**Task**
Return every line of the material below that contains the word "edge", copying each one in full.

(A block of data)
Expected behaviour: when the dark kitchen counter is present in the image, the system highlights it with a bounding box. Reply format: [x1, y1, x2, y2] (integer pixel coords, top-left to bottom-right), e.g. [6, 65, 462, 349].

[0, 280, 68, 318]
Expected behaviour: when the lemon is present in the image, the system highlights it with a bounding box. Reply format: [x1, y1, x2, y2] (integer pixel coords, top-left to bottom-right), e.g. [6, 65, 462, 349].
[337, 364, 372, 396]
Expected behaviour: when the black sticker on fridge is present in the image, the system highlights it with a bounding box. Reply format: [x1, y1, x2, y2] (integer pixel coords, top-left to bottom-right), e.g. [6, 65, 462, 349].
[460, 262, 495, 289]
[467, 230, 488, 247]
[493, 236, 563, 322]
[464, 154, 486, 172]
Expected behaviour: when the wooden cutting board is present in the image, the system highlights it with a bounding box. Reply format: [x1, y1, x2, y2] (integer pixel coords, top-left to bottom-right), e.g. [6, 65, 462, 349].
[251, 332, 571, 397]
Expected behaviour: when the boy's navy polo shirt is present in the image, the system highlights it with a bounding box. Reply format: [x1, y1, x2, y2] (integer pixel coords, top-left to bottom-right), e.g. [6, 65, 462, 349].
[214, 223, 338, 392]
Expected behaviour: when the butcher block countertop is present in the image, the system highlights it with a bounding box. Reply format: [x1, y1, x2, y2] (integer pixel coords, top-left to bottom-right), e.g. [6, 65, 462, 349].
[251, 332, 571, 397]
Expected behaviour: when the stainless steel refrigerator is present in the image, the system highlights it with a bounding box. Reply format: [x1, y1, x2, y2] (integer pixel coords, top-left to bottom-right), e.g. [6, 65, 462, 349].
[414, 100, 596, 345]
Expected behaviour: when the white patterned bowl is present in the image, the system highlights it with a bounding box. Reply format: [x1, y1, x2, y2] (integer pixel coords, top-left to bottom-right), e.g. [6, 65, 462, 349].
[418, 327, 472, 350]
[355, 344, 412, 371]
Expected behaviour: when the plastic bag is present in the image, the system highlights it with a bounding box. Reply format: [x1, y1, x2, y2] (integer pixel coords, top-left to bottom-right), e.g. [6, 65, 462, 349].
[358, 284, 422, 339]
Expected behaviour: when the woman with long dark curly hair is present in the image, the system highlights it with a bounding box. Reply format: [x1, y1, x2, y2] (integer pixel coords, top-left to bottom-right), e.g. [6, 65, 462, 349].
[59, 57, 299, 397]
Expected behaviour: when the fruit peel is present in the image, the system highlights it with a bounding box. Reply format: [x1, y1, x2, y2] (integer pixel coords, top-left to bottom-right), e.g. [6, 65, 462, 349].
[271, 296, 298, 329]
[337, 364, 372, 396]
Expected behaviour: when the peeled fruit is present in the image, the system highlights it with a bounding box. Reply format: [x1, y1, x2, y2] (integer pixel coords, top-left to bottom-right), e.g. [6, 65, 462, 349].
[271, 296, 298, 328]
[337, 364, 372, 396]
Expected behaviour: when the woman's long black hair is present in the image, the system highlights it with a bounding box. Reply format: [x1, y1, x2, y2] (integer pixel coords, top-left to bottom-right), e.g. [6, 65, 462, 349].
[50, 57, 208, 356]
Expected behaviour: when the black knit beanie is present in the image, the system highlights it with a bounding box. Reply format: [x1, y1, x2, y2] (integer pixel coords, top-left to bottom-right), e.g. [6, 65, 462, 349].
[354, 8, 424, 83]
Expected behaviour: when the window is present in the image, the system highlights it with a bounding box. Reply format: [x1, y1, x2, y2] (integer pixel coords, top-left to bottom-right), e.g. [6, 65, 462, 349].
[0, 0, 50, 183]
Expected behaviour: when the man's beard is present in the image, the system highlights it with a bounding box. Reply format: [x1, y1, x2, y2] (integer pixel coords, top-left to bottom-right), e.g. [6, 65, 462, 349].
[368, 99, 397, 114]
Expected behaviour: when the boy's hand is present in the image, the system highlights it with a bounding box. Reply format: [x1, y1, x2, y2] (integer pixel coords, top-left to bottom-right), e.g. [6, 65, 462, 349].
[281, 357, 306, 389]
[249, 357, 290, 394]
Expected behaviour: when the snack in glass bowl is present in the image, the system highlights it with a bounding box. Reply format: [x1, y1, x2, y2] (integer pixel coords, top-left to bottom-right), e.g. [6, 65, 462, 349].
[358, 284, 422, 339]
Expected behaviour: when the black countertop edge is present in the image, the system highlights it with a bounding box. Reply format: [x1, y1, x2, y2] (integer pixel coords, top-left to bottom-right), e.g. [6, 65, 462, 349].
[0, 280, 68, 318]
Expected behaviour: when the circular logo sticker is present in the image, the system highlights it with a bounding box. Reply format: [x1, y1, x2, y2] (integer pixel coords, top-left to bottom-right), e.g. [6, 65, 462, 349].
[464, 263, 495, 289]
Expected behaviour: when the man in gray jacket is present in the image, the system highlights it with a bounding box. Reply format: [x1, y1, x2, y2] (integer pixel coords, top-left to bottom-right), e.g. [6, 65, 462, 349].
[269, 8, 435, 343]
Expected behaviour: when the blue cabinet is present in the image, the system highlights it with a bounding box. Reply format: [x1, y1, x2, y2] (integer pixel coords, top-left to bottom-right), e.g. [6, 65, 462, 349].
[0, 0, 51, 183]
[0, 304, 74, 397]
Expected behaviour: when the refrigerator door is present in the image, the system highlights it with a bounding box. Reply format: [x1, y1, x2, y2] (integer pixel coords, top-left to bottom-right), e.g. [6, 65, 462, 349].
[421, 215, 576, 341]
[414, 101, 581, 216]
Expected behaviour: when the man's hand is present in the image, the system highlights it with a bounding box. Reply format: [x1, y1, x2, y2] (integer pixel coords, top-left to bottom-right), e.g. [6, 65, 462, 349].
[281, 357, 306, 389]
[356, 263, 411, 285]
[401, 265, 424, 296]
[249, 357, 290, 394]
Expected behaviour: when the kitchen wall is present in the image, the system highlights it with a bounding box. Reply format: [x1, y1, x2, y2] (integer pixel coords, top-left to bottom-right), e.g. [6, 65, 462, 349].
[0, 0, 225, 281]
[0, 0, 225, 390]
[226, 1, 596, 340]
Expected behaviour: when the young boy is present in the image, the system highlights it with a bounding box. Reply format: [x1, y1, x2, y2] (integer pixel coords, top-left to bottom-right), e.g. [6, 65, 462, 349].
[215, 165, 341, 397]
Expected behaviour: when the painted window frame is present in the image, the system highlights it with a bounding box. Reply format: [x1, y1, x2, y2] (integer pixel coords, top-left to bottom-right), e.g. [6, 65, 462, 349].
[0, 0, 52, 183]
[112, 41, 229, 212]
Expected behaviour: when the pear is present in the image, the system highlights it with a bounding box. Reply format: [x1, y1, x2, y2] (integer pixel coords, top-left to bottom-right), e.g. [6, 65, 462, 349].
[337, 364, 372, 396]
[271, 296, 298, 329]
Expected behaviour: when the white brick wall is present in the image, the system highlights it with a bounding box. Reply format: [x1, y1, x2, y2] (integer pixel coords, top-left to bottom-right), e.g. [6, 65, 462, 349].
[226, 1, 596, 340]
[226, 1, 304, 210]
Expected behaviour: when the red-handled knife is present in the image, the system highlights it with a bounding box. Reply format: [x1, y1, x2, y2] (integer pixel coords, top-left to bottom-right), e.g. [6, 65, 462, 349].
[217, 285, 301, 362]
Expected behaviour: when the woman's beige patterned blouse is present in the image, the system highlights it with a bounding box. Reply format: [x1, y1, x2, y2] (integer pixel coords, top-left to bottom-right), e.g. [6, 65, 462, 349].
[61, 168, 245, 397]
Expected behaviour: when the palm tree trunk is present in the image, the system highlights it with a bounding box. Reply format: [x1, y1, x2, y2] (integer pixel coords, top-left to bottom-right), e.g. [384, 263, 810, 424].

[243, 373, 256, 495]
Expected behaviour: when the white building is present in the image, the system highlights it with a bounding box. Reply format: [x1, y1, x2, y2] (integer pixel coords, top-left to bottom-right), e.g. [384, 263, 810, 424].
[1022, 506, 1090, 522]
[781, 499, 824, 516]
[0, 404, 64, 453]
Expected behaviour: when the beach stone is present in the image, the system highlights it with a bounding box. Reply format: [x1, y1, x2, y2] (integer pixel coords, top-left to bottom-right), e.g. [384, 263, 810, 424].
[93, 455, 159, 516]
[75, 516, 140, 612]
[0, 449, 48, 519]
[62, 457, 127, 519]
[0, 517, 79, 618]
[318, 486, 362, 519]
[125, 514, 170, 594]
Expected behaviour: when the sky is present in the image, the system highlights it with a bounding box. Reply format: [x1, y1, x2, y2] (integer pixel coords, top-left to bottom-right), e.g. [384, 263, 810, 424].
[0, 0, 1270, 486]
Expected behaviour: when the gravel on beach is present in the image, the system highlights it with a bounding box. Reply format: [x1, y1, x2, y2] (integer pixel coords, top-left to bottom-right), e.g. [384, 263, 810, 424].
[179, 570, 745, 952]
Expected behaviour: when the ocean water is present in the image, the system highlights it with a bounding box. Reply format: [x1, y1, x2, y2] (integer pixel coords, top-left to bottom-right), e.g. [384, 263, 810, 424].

**Response**
Expected behaviour: when the black countertop edge is present in the image, the system highlights it with a bounding box. Reply format: [x1, y1, x2, y2] (integer pixel coords, top-left to bottom-right), e.g. [6, 65, 462, 349].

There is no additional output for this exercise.